• **Aim of the task**
Copy each line of the records that includes "green".
====== Dataset extract ======
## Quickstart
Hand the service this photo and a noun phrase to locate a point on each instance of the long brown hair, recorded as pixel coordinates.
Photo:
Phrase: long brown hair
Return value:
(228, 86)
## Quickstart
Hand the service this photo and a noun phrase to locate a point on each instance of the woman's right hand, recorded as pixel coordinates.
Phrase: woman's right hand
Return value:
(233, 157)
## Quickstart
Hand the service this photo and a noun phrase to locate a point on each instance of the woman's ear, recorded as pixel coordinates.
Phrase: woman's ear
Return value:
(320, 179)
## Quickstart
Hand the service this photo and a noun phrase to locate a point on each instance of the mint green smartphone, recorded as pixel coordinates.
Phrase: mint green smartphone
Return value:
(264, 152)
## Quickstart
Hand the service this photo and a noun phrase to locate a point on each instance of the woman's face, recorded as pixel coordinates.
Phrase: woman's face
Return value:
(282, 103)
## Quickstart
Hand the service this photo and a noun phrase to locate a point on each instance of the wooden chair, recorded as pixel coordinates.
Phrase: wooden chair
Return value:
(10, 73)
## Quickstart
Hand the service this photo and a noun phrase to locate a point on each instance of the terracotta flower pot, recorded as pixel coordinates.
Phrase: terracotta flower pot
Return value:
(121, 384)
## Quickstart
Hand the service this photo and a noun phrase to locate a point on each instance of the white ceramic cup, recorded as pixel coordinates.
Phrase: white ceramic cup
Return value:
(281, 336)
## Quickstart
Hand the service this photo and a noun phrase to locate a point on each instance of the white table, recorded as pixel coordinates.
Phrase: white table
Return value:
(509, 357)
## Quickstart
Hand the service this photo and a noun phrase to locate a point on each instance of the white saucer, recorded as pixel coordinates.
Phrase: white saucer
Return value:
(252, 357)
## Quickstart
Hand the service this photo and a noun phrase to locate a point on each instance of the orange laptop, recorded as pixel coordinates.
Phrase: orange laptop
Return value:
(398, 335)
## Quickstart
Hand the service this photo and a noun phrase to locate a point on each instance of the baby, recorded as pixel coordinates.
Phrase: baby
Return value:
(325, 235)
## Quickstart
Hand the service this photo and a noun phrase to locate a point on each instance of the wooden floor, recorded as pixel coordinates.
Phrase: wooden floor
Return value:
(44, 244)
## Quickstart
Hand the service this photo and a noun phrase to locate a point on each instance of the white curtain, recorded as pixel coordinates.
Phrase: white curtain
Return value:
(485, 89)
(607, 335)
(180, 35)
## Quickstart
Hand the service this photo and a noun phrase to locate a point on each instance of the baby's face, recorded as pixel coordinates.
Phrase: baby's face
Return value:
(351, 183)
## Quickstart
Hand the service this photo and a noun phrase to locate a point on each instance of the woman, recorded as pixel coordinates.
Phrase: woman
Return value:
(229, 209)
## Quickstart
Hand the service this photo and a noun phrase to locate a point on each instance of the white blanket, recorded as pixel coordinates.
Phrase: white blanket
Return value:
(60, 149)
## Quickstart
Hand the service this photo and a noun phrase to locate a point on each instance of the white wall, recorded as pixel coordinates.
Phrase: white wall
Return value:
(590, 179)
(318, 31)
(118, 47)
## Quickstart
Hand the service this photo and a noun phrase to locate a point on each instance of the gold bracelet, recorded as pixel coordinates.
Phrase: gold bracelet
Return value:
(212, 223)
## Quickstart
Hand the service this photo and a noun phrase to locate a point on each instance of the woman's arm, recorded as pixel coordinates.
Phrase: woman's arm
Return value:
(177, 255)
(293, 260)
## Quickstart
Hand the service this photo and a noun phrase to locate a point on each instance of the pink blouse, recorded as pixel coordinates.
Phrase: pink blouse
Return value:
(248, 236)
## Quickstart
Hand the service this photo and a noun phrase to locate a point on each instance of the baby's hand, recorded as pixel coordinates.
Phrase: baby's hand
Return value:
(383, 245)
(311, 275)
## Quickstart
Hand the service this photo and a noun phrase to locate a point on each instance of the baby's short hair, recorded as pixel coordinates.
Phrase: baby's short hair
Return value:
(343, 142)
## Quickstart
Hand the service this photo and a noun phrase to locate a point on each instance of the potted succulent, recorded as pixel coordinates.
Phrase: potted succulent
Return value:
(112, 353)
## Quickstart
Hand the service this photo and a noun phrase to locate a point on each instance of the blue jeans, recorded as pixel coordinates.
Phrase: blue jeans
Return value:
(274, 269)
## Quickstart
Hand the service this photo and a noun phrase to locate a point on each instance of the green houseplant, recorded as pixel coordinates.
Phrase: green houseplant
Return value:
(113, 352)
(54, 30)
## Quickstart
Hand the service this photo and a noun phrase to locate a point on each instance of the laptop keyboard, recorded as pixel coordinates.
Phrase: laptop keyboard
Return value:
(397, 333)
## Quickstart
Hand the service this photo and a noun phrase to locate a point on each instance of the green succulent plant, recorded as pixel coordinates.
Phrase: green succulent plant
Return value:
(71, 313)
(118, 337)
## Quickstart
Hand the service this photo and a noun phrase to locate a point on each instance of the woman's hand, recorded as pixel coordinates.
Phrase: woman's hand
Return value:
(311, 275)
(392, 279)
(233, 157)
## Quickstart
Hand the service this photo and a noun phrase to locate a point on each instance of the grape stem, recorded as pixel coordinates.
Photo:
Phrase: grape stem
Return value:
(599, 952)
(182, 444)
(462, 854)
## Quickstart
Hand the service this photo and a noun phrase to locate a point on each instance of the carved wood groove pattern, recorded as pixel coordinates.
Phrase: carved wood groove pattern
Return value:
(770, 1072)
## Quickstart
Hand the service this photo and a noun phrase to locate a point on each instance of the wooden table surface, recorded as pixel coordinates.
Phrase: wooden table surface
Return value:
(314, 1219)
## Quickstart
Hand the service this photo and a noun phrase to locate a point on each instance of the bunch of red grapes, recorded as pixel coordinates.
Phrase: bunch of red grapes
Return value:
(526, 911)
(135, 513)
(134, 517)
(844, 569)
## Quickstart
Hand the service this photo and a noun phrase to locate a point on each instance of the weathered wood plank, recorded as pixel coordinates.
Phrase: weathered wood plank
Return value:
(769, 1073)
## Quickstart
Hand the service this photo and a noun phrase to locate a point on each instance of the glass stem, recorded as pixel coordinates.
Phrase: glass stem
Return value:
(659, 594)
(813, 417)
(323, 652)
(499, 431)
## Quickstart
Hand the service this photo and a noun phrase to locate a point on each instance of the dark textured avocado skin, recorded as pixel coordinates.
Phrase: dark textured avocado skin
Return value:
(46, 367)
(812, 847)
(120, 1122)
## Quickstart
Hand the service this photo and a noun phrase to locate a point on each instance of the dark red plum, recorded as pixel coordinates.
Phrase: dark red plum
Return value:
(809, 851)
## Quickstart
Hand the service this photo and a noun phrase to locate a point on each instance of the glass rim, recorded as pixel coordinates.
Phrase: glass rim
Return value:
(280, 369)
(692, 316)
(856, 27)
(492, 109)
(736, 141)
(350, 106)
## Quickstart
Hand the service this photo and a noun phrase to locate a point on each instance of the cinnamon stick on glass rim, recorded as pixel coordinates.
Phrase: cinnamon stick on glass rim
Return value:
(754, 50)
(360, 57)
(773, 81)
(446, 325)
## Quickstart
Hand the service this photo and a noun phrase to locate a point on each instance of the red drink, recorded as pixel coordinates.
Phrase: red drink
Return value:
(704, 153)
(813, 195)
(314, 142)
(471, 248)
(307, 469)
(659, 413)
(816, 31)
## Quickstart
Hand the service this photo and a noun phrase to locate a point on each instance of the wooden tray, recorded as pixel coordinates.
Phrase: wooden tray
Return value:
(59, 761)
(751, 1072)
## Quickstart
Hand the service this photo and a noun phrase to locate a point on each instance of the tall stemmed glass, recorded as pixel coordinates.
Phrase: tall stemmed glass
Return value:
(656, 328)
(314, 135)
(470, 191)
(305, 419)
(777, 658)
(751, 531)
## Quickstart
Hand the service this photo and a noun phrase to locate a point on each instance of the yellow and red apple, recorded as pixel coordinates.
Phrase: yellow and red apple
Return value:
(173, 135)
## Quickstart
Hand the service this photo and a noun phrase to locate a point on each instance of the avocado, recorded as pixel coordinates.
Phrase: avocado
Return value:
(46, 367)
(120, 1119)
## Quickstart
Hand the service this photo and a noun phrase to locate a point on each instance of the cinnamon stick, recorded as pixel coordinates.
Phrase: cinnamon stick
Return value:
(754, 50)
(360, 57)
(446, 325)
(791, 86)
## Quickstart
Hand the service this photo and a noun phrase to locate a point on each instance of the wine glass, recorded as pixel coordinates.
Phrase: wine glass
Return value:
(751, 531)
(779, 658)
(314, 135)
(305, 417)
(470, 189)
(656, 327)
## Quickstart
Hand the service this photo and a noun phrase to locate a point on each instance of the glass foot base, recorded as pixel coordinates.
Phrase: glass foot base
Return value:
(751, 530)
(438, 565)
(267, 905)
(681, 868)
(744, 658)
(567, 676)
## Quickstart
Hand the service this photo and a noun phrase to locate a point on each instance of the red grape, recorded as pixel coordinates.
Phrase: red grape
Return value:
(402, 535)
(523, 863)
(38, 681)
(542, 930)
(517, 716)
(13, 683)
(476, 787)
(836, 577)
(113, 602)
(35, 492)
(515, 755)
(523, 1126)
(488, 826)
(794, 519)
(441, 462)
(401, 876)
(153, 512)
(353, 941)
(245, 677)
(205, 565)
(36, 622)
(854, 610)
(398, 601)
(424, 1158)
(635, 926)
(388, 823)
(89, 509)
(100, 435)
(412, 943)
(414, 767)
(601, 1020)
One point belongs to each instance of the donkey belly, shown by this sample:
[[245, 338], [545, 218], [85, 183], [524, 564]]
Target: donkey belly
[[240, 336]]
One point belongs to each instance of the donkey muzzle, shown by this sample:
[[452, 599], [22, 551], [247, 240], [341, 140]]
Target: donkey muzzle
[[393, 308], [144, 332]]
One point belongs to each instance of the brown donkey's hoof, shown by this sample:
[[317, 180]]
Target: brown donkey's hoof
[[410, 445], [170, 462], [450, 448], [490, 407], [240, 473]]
======
• **Answer to this problem**
Hand the service this photo and a noun phrase to locate a point on each instance of the mint green smartphone, recorded as pixel coordinates.
Phrase: mint green smartphone
Hand the service this photo and a noun phrase to locate a point on each instance of the green houseplant, recorded as pixel coordinates.
Phrase: green houseplant
Hand the service this photo and a noun phrase to locate a point on each instance of the green succulent plant, recorded as pixel coordinates.
Phrase: green succulent plant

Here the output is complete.